Why Councils/Chapters Should Send a Teen to the Teen Summit

                Conservation.  That is the main focus of everyone who is a part of TU. But honestly, what’s the point? Millions of dollars and volunteer hours are funneled into this amorphous word by hundreds of thousands of people world-wide. So why don’t we just stop? That instant revulsion you felt in the pit of your stomach that occurs when you are faced with something you know is inherently wrong is the reason. Whether you’re an in-the-field conservationist, or merely someone who participates in a local stream clean up every once in a while, your love for the environment is something that fuels you to protect it. It is this love for the environment that inspired me to write an essay for Sportsmen For Responsible Energy Development (SFRED) on why public lands are important to me. I was then lucky enough to be one of five chosen to fly out to Washington D.C. to meet with the Secretary of the Interior, Sally Jewel. So how did I get to where I am? Well, first let me start by introducing myself. My name is Haley Powell. I’m a youth board member for my local chapter #533, a youth membership chair for my Wyoming state council, and a proud member of the National Youth Leadership Council. Did I mention that I’m seventeen? I would’ve NEVER gotten to where I am now had it not been for the connections, experience, ideas, and friendships that I made at the first and second National TU Teen Summit.

                I had just been made a youth board member of my local chapter when I got an email from TU national about applications being available for the first TU Teen Summit. The email described a four day experience in State College, Pennsylvania in which one could meet other like-minded teens and discuss and gather information and ideas as to how to encourage more teens to participate in TU. I thought, “Hey I’m a teen and I like conservation. Why not?”  So I filled out the application and sent it in. To my great surprise, about a month later I got a letter in the mail, telling me that I had been accepted.  What was to follow was the best four days of my life. The summit was as much a learning experience for me as it was for Franklin Tate and Rochelle Gandour-Rood, both of whom became two of my favorite people in the world and some of the best resources for teen information and projects.

                Not only did this summit inspire me, but it gave me a feeling of connection. Up until this time, I was (and sadly still am) the only youth member of my chapter, and seemingly the only person in my high school who was actually interested in conservation. It was one of the most isolated feelings that I had ever experienced. I use the term had, because even though I am still the only youth involved within my chapter, I now know that I am not alone when it comes to caring about the environment. The thirteen other people that I met at the original summit gave me an essential support network of people like me whom I could talk to and sympathize with. Had it not been for the summit, I honestly believe that I wouldn’t still be involved with TU or if I were, it wouldn’t be near the capacity at which I am involved with it now.

Listing:
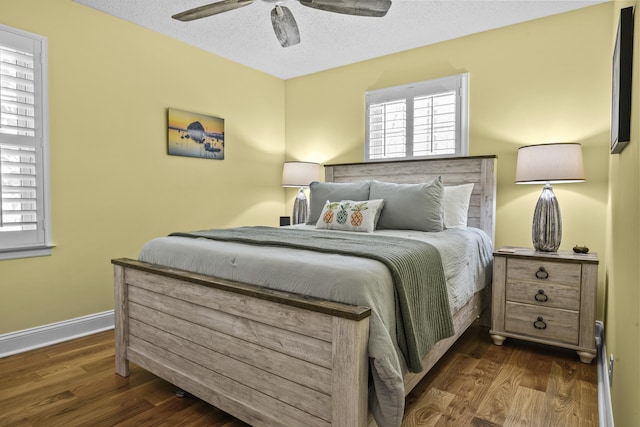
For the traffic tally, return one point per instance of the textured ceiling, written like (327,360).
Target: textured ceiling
(329,40)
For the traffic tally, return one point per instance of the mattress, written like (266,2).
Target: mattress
(466,257)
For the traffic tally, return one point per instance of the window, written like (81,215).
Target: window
(24,159)
(425,119)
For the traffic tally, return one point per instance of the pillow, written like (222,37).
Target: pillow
(456,200)
(351,215)
(410,206)
(320,192)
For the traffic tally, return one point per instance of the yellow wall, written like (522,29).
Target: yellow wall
(542,81)
(622,322)
(113,186)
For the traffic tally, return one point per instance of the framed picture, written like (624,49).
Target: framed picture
(621,87)
(195,135)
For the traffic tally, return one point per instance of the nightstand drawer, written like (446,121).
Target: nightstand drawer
(543,271)
(542,322)
(544,294)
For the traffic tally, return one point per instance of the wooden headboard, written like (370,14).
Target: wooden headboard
(479,170)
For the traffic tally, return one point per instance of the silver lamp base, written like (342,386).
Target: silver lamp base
(300,208)
(546,232)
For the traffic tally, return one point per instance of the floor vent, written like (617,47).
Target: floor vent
(605,412)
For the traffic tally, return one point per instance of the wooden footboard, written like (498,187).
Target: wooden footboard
(266,357)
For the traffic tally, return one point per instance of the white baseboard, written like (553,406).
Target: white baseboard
(605,410)
(42,336)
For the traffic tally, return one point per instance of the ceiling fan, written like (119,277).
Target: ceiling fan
(284,25)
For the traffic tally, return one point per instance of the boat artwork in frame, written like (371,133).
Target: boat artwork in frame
(195,135)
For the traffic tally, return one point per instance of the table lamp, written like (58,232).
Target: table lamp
(300,174)
(548,163)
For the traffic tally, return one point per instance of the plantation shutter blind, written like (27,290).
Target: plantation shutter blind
(418,120)
(22,211)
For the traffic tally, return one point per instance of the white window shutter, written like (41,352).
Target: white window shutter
(24,207)
(424,119)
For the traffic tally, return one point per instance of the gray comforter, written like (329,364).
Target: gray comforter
(466,256)
(423,316)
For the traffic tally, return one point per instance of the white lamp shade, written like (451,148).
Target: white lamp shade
(555,163)
(300,174)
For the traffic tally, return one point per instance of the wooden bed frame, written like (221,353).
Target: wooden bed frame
(269,357)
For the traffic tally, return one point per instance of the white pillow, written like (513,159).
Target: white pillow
(350,215)
(456,200)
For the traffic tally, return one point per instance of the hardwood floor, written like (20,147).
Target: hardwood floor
(475,384)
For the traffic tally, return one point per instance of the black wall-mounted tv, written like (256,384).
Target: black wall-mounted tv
(621,88)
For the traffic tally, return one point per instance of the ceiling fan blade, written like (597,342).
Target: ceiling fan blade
(375,8)
(211,9)
(285,26)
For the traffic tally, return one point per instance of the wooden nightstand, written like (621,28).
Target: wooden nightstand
(546,297)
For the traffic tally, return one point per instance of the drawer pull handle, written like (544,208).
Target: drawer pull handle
(540,296)
(542,273)
(540,324)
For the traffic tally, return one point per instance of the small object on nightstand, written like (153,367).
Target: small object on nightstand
(549,298)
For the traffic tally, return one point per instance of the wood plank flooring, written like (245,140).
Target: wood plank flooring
(475,384)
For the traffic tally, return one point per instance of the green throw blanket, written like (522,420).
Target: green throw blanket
(423,317)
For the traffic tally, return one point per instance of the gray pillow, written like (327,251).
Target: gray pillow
(410,206)
(320,192)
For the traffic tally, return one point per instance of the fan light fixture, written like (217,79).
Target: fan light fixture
(548,163)
(300,174)
(282,20)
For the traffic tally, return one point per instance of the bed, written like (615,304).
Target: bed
(275,357)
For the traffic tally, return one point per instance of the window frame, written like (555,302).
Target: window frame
(408,92)
(42,245)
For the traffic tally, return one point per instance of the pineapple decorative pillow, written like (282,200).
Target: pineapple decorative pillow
(351,215)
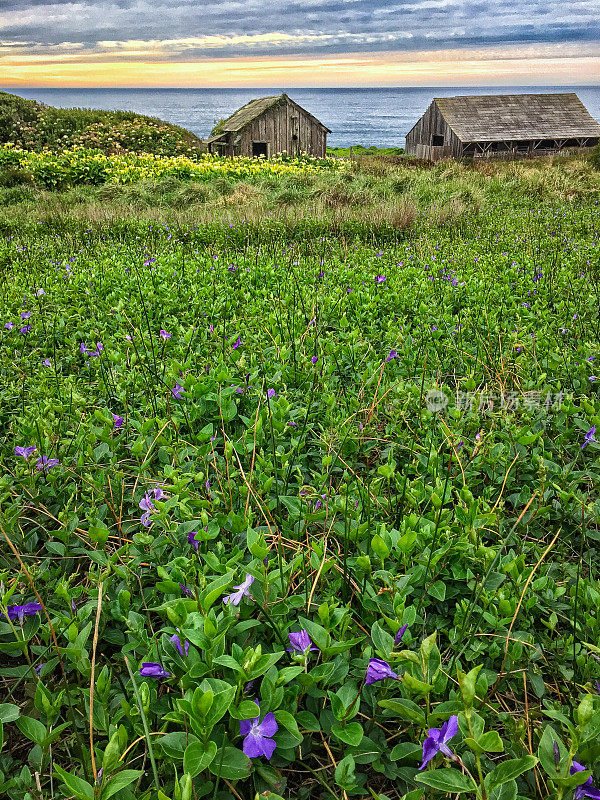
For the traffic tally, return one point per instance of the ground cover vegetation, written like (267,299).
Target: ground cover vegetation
(302,505)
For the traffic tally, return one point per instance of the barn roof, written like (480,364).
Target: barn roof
(254,109)
(498,117)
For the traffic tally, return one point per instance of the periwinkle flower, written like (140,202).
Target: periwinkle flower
(301,643)
(257,736)
(379,670)
(25,452)
(589,437)
(177,642)
(437,739)
(400,634)
(192,540)
(235,598)
(585,789)
(151,669)
(44,464)
(20,612)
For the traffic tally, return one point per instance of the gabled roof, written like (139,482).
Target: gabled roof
(254,109)
(496,117)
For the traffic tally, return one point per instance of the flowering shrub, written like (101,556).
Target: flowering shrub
(294,517)
(85,166)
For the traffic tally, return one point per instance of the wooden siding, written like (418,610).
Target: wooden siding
(419,140)
(276,127)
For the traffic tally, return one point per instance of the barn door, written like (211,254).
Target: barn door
(295,135)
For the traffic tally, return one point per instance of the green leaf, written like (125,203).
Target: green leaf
(350,733)
(288,721)
(214,590)
(406,710)
(32,729)
(447,780)
(345,776)
(119,781)
(8,712)
(231,764)
(509,770)
(198,756)
(80,788)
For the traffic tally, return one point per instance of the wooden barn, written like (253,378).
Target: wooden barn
(268,126)
(509,125)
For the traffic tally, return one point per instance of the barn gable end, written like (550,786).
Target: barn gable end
(268,126)
(489,125)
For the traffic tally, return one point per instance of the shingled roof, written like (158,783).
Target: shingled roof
(251,111)
(500,117)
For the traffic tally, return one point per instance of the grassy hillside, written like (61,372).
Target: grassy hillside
(35,126)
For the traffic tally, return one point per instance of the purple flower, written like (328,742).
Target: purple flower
(589,436)
(437,739)
(44,463)
(400,634)
(585,789)
(25,452)
(379,670)
(177,642)
(301,643)
(151,669)
(19,612)
(242,591)
(258,741)
(192,540)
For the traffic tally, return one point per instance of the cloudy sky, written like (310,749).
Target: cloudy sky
(298,42)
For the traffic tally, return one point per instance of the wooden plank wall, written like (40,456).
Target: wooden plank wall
(432,123)
(275,128)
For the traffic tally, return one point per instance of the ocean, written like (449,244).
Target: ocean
(380,117)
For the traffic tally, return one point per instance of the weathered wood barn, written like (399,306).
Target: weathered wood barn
(483,126)
(268,126)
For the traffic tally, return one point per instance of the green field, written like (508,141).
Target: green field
(365,396)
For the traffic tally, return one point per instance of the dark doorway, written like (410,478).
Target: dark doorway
(259,149)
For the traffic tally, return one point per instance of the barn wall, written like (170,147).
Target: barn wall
(432,123)
(276,127)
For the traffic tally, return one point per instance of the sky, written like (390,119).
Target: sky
(212,43)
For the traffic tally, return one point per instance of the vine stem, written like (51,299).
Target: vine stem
(138,700)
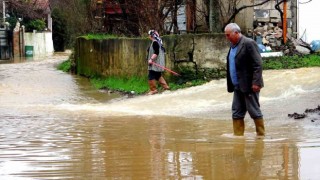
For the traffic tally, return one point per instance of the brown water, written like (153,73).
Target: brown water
(56,126)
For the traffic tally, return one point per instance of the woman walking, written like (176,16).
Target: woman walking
(156,55)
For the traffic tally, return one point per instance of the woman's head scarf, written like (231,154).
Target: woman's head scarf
(156,36)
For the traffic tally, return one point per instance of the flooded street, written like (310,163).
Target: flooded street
(56,126)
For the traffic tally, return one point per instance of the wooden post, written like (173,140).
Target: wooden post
(284,21)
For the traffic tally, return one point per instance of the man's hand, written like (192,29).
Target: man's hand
(255,88)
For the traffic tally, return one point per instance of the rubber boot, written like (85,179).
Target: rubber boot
(238,127)
(153,87)
(163,83)
(259,126)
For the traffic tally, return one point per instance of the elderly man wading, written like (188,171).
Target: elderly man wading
(244,79)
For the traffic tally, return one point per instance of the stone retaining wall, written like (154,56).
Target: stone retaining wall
(126,57)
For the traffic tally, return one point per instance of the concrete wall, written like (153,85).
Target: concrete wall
(127,57)
(41,41)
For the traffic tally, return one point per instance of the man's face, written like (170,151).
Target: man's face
(233,37)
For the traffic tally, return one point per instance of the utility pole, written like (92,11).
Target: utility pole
(4,11)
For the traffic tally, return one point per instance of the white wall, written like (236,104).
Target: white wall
(308,20)
(42,43)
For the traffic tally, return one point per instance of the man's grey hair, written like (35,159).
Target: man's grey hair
(233,26)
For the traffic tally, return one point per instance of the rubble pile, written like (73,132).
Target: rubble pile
(269,36)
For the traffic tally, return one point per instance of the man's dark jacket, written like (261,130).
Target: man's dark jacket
(248,66)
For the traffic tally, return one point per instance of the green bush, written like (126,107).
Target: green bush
(38,24)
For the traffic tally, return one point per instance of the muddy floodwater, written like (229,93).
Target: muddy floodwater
(56,126)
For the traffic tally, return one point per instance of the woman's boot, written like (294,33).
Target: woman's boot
(153,87)
(238,127)
(259,126)
(163,83)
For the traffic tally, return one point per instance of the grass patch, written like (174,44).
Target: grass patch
(138,85)
(291,62)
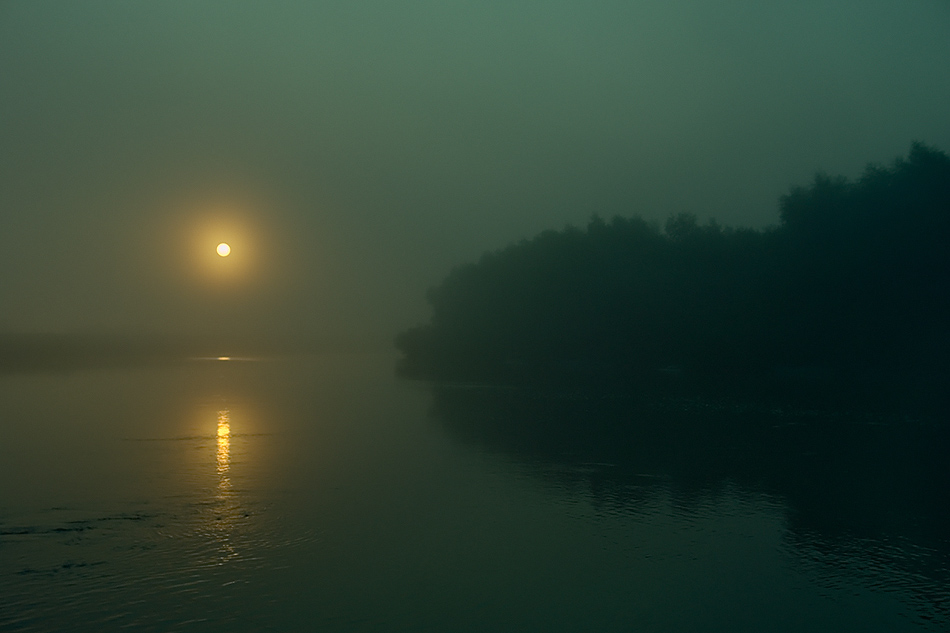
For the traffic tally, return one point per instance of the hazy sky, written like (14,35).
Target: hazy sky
(352,152)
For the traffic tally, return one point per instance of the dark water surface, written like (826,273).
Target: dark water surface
(325,494)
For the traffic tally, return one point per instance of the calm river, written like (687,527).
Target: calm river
(325,494)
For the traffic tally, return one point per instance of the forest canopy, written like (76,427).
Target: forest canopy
(854,280)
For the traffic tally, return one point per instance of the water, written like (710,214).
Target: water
(326,494)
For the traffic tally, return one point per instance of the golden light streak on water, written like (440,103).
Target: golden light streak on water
(224,447)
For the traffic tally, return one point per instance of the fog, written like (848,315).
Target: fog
(353,152)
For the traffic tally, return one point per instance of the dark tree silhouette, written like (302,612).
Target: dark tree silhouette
(853,282)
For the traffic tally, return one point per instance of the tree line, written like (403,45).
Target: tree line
(853,281)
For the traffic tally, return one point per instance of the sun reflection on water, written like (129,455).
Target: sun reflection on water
(224,445)
(223,523)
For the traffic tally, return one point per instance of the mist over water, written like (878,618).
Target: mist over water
(666,376)
(323,492)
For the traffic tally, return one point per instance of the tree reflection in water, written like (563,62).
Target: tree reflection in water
(864,497)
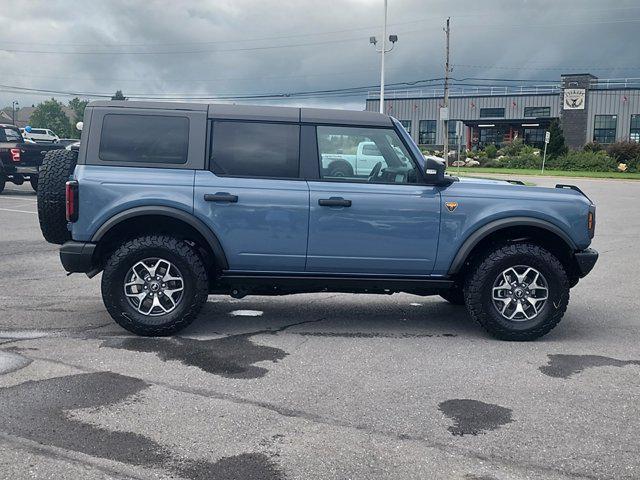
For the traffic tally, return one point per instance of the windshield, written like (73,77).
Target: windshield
(417,154)
(9,134)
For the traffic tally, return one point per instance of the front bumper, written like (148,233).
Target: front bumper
(77,257)
(585,261)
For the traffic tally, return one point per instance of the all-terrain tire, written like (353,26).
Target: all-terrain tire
(57,166)
(479,284)
(178,252)
(454,296)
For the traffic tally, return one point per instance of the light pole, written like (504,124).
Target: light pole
(393,39)
(14,104)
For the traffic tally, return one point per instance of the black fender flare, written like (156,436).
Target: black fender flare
(178,214)
(491,227)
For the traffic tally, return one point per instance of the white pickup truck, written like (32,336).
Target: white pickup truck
(359,165)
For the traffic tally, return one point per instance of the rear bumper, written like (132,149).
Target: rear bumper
(586,259)
(77,257)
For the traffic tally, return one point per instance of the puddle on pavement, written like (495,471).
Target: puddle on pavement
(564,366)
(10,362)
(472,417)
(375,335)
(246,313)
(37,410)
(232,357)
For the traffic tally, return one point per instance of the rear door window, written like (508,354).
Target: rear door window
(254,149)
(144,139)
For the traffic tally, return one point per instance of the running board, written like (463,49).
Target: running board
(256,284)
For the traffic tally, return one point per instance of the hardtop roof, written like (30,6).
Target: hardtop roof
(261,112)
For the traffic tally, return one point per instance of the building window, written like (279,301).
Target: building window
(491,112)
(537,112)
(254,149)
(427,132)
(490,136)
(604,128)
(453,139)
(634,134)
(406,124)
(534,136)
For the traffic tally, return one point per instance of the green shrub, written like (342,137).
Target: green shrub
(491,151)
(584,161)
(625,152)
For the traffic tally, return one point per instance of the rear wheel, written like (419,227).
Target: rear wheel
(154,285)
(57,166)
(517,292)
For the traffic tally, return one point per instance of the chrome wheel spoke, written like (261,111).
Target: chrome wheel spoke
(519,293)
(154,286)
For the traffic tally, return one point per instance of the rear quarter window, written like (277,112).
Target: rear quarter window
(144,139)
(254,149)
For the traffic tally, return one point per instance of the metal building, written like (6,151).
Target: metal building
(589,109)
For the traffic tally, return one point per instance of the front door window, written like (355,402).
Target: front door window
(373,155)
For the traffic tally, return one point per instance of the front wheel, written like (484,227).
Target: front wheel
(518,292)
(154,285)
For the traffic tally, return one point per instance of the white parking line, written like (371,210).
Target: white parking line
(23,199)
(17,211)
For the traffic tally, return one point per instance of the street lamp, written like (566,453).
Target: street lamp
(373,41)
(14,104)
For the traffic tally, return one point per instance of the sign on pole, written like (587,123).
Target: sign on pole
(547,138)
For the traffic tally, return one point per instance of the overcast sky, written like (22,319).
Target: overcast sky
(246,47)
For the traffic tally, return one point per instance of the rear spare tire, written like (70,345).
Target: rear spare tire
(57,167)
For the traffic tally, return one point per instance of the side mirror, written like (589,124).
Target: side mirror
(435,171)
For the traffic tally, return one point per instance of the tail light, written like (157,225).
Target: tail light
(72,200)
(591,221)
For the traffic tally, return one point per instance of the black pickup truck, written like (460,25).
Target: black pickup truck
(19,160)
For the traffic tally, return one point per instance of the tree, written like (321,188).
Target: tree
(49,114)
(78,107)
(556,147)
(118,95)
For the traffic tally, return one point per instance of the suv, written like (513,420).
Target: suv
(40,135)
(173,202)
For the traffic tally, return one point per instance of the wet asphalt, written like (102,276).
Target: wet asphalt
(326,386)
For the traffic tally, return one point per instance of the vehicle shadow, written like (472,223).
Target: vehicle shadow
(335,315)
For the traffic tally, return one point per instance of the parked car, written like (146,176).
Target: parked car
(337,164)
(20,159)
(65,142)
(172,202)
(40,135)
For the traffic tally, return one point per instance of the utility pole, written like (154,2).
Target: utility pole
(14,104)
(384,45)
(393,39)
(446,96)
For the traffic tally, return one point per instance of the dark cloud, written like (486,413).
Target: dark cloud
(515,39)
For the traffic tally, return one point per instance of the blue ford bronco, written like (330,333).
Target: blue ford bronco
(173,202)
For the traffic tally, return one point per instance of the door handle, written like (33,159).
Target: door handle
(220,197)
(334,202)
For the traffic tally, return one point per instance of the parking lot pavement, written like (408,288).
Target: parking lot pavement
(317,386)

Set problem: Transcribe the part of the essay on the Teen Summit starting with "Not only did" and going on through "with it now.". Draw only on the text for these, not on the lines.

Full output:
Not only did this summit inspire me, but it gave me a feeling of connection. Up until this time, I was (and sadly still am) the only youth member of my chapter, and seemingly the only person in my high school who was actually interested in conservation. It was one of the most isolated feelings that I had ever experienced. I use the term had, because even though I am still the only youth involved within my chapter, I now know that I am not alone when it comes to caring about the environment. The thirteen other people that I met at the original summit gave me an essential support network of people like me whom I could talk to and sympathize with. Had it not been for the summit, I honestly believe that I wouldn’t still be involved with TU or if I were, it wouldn’t be near the capacity at which I am involved with it now.